* _Stated task_:
List each line of the material below that contains the string "result".

★ ★ ★ ★ ★ ★ ★

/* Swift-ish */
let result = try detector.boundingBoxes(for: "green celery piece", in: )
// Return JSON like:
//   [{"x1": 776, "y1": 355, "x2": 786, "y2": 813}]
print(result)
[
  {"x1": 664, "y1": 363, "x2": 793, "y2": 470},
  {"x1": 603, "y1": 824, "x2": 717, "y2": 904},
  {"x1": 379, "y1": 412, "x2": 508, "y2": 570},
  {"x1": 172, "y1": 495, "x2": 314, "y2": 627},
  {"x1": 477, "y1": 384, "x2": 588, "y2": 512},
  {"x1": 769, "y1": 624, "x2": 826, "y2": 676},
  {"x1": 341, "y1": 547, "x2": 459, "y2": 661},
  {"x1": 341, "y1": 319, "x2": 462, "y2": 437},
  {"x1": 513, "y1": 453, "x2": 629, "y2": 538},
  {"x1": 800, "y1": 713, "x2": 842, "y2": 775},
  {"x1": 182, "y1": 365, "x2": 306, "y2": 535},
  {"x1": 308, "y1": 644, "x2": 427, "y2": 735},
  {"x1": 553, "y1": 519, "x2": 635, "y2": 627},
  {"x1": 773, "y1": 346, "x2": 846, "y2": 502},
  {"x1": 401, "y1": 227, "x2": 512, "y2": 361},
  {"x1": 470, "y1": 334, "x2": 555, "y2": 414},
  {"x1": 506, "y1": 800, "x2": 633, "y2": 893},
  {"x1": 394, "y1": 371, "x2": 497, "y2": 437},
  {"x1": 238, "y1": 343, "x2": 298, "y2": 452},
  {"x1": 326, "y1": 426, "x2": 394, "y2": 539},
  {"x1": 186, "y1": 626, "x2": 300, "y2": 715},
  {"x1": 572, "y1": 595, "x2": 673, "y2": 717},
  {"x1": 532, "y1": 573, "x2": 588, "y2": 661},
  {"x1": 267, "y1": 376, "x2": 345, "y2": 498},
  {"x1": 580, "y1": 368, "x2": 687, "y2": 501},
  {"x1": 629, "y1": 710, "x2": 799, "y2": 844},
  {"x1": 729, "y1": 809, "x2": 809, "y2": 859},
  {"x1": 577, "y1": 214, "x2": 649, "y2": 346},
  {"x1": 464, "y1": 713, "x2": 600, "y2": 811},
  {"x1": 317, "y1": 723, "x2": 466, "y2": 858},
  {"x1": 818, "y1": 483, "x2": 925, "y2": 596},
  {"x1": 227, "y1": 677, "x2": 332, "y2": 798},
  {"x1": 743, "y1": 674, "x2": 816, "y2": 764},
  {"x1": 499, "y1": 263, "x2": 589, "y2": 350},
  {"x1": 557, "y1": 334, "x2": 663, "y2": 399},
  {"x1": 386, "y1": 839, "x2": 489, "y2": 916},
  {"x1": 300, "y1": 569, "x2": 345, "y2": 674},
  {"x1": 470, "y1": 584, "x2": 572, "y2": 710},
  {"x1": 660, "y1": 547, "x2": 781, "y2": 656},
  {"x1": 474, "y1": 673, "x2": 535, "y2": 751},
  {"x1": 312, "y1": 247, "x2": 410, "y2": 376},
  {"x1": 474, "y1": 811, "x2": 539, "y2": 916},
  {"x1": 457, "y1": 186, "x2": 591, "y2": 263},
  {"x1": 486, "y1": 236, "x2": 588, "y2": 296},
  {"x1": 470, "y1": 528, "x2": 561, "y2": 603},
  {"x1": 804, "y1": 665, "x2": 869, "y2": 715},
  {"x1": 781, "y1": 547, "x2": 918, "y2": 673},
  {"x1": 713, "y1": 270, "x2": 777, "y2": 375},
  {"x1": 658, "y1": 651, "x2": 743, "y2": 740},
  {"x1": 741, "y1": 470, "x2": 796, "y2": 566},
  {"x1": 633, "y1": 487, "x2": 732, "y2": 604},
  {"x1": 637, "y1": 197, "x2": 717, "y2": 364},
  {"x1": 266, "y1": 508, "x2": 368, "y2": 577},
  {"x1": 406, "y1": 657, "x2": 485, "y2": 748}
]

★ ★ ★ ★ ★ ★ ★

* _The solution_:
let result = try detector.boundingBoxes(for: "green celery piece", in: )
print(result)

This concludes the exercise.